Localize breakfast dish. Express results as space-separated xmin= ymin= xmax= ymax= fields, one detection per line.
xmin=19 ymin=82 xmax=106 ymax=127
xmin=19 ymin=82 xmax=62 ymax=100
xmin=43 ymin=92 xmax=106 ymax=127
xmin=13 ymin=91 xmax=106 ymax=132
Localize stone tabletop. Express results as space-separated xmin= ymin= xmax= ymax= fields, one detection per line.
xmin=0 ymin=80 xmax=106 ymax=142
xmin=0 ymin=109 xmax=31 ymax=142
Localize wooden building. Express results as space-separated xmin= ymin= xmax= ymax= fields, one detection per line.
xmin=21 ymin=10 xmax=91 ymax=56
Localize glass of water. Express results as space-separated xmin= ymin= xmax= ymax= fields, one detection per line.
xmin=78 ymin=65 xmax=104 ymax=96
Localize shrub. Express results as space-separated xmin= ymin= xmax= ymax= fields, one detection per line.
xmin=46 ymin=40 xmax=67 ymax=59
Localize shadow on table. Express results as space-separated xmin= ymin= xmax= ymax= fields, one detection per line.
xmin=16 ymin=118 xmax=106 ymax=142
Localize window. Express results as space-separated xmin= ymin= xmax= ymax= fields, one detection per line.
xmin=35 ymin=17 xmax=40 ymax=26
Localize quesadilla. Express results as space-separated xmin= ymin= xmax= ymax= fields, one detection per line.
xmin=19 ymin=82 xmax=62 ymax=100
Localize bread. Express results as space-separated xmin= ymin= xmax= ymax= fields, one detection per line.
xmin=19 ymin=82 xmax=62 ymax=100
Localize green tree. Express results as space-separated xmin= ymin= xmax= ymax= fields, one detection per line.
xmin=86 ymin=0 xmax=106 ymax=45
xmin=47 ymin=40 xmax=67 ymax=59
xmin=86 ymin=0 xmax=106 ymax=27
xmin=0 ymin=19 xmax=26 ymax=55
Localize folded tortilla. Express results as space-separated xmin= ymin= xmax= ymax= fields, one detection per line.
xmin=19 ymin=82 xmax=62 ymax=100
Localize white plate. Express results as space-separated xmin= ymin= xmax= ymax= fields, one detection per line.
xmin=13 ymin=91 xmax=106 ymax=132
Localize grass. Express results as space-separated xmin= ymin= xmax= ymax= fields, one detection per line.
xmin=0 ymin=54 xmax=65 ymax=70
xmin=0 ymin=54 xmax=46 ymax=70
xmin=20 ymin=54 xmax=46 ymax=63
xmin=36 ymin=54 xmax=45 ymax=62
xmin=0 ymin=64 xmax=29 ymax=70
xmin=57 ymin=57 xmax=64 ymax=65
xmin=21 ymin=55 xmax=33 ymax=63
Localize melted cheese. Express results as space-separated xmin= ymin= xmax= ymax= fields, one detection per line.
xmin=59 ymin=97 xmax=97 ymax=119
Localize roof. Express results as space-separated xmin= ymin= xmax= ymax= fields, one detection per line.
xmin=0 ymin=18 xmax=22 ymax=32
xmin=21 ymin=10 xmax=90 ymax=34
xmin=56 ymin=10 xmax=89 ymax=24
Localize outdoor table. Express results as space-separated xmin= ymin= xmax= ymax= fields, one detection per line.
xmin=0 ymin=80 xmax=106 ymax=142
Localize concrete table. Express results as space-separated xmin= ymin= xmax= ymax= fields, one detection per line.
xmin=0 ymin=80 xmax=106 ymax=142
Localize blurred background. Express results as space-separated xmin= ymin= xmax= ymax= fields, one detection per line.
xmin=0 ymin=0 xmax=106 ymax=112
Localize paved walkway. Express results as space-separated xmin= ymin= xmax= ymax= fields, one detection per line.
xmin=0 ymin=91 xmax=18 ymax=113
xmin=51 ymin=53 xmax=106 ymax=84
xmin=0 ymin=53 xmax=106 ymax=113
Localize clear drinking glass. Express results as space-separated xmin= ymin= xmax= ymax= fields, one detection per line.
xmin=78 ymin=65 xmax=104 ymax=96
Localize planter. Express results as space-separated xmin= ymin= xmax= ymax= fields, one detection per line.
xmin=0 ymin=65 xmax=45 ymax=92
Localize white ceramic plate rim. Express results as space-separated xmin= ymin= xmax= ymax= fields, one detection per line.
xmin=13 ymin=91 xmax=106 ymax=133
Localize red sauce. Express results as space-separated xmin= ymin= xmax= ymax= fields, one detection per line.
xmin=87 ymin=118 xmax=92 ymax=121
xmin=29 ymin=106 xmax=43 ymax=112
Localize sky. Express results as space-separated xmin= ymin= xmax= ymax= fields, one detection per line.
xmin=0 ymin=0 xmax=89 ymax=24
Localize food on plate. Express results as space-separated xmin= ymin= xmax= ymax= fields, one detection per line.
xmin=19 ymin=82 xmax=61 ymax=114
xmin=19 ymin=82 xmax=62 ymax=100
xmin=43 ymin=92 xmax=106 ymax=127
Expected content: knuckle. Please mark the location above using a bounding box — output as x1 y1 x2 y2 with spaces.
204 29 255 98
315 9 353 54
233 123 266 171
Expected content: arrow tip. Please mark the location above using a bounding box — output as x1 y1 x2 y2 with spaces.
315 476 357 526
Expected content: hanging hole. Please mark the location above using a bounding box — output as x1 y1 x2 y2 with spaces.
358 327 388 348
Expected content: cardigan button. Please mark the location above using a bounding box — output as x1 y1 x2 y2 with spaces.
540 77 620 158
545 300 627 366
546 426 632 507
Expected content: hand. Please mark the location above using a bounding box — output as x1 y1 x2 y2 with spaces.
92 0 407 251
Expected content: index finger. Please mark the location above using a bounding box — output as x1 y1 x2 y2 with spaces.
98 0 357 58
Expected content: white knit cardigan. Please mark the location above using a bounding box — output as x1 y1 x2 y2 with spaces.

● **What needs to be done**: Write every record above out again exactly as it stands.

● **Solution for this task**:
Localize breakfast dish. Express results as space-separated xmin= ymin= xmax= ymax= fields, one detection per line.
xmin=19 ymin=82 xmax=106 ymax=127
xmin=19 ymin=82 xmax=62 ymax=100
xmin=43 ymin=92 xmax=106 ymax=127
xmin=13 ymin=91 xmax=106 ymax=132
Localize stone tabletop. Express results as space-separated xmin= ymin= xmax= ymax= fields, one detection per line.
xmin=0 ymin=80 xmax=106 ymax=142
xmin=0 ymin=109 xmax=31 ymax=142
Localize wooden building. Express results as space-separated xmin= ymin= xmax= ymax= fields, one detection per line.
xmin=21 ymin=10 xmax=91 ymax=56
Localize glass of water. Express results as space-separated xmin= ymin= xmax= ymax= fields, one detection per line.
xmin=78 ymin=65 xmax=104 ymax=96
Localize shrub. Express results as space-separated xmin= ymin= xmax= ymax= fields, one detection per line.
xmin=46 ymin=40 xmax=67 ymax=59
Localize shadow on table. Express results as space-separated xmin= ymin= xmax= ymax= fields, one detection per line.
xmin=16 ymin=118 xmax=106 ymax=142
Localize window. Express results as space-separated xmin= ymin= xmax= ymax= fields, one detection per line.
xmin=35 ymin=17 xmax=40 ymax=26
Localize quesadilla. Express results as space-separated xmin= ymin= xmax= ymax= fields, one detection per line.
xmin=19 ymin=82 xmax=62 ymax=100
Localize bread. Express results as space-separated xmin= ymin= xmax= ymax= fields, one detection per line.
xmin=19 ymin=82 xmax=62 ymax=100
Localize green tree. Express results as space-separated xmin= ymin= xmax= ymax= fields, one detection per line.
xmin=86 ymin=0 xmax=106 ymax=45
xmin=47 ymin=40 xmax=67 ymax=59
xmin=86 ymin=0 xmax=106 ymax=27
xmin=0 ymin=19 xmax=26 ymax=55
Localize folded tortilla. Express results as space-separated xmin= ymin= xmax= ymax= fields, one detection per line.
xmin=19 ymin=82 xmax=62 ymax=100
Localize white plate. Express results as space-separated xmin= ymin= xmax= ymax= fields, one detection per line.
xmin=13 ymin=91 xmax=106 ymax=132
Localize grass. Express results as space-separated xmin= ymin= xmax= ymax= fields, one detection per line.
xmin=0 ymin=54 xmax=65 ymax=70
xmin=0 ymin=54 xmax=46 ymax=70
xmin=20 ymin=54 xmax=46 ymax=63
xmin=36 ymin=54 xmax=45 ymax=62
xmin=0 ymin=64 xmax=29 ymax=70
xmin=57 ymin=57 xmax=64 ymax=65
xmin=21 ymin=55 xmax=33 ymax=63
Localize melted cheese. Express results as space-separated xmin= ymin= xmax= ymax= fields, one detection per line.
xmin=59 ymin=97 xmax=97 ymax=119
Localize roof. Express results as space-separated xmin= ymin= xmax= ymax= fields, one detection per line.
xmin=0 ymin=18 xmax=22 ymax=32
xmin=21 ymin=10 xmax=90 ymax=34
xmin=56 ymin=10 xmax=89 ymax=24
Localize outdoor table. Express results as space-separated xmin= ymin= xmax= ymax= fields, one detection per line.
xmin=0 ymin=80 xmax=106 ymax=142
Localize concrete table. Express results as space-separated xmin= ymin= xmax= ymax= fields, one detection per line.
xmin=0 ymin=80 xmax=106 ymax=142
Localize blurred background. Express results as space-separated xmin= ymin= xmax= ymax= fields, one detection per line.
xmin=0 ymin=0 xmax=106 ymax=112
Localize paved walkway. Express results as space-separated xmin= ymin= xmax= ymax= fields, one detection per line.
xmin=0 ymin=91 xmax=18 ymax=113
xmin=51 ymin=53 xmax=106 ymax=84
xmin=0 ymin=53 xmax=106 ymax=113
Localize clear drinking glass. Express results as space-separated xmin= ymin= xmax= ymax= fields, one detection per line.
xmin=78 ymin=65 xmax=104 ymax=96
Localize planter. Express results as space-separated xmin= ymin= xmax= ymax= fields, one detection per line.
xmin=0 ymin=65 xmax=45 ymax=92
Localize white ceramic plate rim. Express results as space-separated xmin= ymin= xmax= ymax= fields, one detection per line.
xmin=13 ymin=91 xmax=106 ymax=133
Localize red sauce. Express results as space-separated xmin= ymin= xmax= ymax= fields, one detection per line.
xmin=87 ymin=118 xmax=92 ymax=121
xmin=29 ymin=106 xmax=43 ymax=112
Localize sky. Express results as space-separated xmin= ymin= xmax= ymax= fields, one detection per line.
xmin=0 ymin=0 xmax=89 ymax=24
Localize food on plate. Express results as space-separated xmin= ymin= xmax= ymax= fields, one detection per line.
xmin=19 ymin=82 xmax=61 ymax=114
xmin=19 ymin=82 xmax=62 ymax=100
xmin=43 ymin=92 xmax=106 ymax=127
Expected content: knuckle. Please mark the location above using a bounding box — output as x1 y1 x2 y2 with spaces.
204 29 255 98
315 9 353 54
233 123 266 171
Expected content: arrow tip. Please mark the location above using a bounding box — output as x1 y1 x2 y2 with spaces.
315 476 357 526
Expected content: hanging hole. Please mark the location above using a bounding box — output as x1 y1 x2 y2 with spaces.
358 327 388 348
Expected content: cardigan button. Please mark the location above using a bounding box — output as x1 y1 x2 y2 with spaces.
540 77 620 158
545 300 627 366
546 426 632 507
Expected content: hand. Please mark the location above using a bounding box — output as x1 y1 x2 y2 with spaces.
92 0 407 251
Expected content: index finger. Please mark the location above using a bounding box — output as x1 y1 x2 y2 with spaces.
98 0 357 58
Expected content: white knit cardigan. Please mark the location above using a bounding box — output as x1 y1 x2 y2 with spaces.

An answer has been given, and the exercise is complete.